Repeat all of the records below word for word, with every line unchanged.

[Coordinate annotation records]
start
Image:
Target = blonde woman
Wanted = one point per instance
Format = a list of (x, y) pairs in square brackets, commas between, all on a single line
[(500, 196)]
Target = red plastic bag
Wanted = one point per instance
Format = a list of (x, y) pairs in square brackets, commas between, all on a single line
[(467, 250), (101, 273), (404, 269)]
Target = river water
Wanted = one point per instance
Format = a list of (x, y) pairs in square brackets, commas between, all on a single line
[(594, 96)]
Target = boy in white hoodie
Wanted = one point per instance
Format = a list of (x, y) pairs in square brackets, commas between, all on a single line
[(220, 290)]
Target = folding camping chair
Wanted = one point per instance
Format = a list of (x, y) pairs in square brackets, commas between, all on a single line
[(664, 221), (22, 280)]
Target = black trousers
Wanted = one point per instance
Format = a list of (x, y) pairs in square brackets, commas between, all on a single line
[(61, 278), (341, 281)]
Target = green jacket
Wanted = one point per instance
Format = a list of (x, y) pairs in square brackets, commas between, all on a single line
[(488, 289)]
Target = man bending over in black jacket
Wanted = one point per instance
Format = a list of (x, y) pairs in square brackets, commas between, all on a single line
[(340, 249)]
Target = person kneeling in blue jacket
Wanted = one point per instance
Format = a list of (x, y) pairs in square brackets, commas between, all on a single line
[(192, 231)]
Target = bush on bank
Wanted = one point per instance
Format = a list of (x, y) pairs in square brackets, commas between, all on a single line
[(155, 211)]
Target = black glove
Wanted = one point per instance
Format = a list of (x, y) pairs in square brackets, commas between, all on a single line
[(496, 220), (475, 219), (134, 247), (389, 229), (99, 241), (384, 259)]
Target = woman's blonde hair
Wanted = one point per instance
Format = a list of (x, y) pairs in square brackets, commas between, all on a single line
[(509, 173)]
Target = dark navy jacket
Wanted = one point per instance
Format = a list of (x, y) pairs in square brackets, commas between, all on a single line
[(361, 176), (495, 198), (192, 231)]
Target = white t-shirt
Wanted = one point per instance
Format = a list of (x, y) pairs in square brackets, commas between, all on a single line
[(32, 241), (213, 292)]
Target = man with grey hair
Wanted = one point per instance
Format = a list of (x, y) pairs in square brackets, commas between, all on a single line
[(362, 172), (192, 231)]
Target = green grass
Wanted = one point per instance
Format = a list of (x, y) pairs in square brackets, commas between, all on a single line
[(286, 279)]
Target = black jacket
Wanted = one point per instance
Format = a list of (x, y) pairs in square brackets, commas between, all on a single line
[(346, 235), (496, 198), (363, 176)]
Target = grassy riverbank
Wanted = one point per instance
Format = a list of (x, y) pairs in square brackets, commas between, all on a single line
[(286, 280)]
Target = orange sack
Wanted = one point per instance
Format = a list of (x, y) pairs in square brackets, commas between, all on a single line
end
• **Answer to this exercise**
Image:
Target = blonde woman
Wanted = one point per instance
Format = a list of (x, y) pairs in square brackets, commas between, all on a single line
[(500, 196)]
Target = red plastic bag
Wanted = one point per instance
Format = a list of (x, y) pairs in square brackets, commas between, all on a single line
[(467, 250), (101, 273), (404, 269)]
Target = river water
Wanted = one point per instance
Format = a list of (x, y) pairs in square brackets, commas between, all on a single line
[(594, 96)]
Target = boy in white hoodie
Wanted = one point per instance
Format = a list of (x, y) pairs in square brackets, commas between, all on a single line
[(220, 290)]
Target = folding camping chair
Wanted = one point per instance
Format = a list of (x, y) pairs in square brackets, commas between, all on a single line
[(664, 221), (22, 280)]
Target = black trousers
Wanted = one point per instance
Format = a list of (x, y) pairs in square brackets, commas between, all on a single line
[(61, 278), (341, 281)]
Target = green jacket
Wanted = one point per instance
Format = a list of (x, y) pairs in square brackets, commas between, all on a single line
[(488, 289)]
Target = man bending over in black jacket
Wanted = one point per instance
Format = a list of (x, y) pairs in square brackets, commas between, all on a single line
[(340, 249)]
Target = person kneeling in blue jacket
Wanted = one point per instance
Format = a list of (x, y) pairs in square brackets, commas between, all on a single line
[(192, 231)]
Target = bush on bank
Wanted = one point per instance
Format = a list of (x, y) pairs in square brackets, commas between, all on a single line
[(155, 211)]
Target = black glove
Wanted = one point per instance
Format = a list of (x, y) pairs in square brackets, commas between, all on a single line
[(496, 220), (475, 219), (134, 247), (389, 229), (99, 241), (384, 259)]
Target = woman's blonde hair
Wanted = one point per instance
Format = a list of (x, y) pairs in square brackets, commas between, all on a single line
[(509, 173)]
Target = dark navy jacket
Wanted = one point per instance
Format = a list of (x, y) pairs in square brackets, commas between, all on a single line
[(361, 176), (495, 198), (192, 231)]
Target = white t-shirt
Wanted = one point per instance
Format = a list of (x, y) pairs in square brackets, commas between, all on a single line
[(32, 241), (213, 292)]
Target = man with grey hair
Wanted = one point per instance
Format = a list of (x, y) pairs in square brackets, commas between, all on a single line
[(362, 172), (192, 231)]
Target = green grass
Wanted = one point per instance
Format = a list of (x, y) pairs in square brackets, commas between, all on a single line
[(286, 279)]
Target = black jacket
Wanted = one point per instance
Format = a list of (x, y) pairs in square brackets, commas between, all on a single line
[(346, 235), (496, 198), (363, 176)]
Target = grassy riverbank
Wanted = one point per instance
Format = a list of (x, y) pairs in square brackets, commas between, all on a single line
[(286, 280)]
Target = orange sack
Wanted = one point per instance
Format = a list of (x, y) pairs in square brackets, commas between, all on a single line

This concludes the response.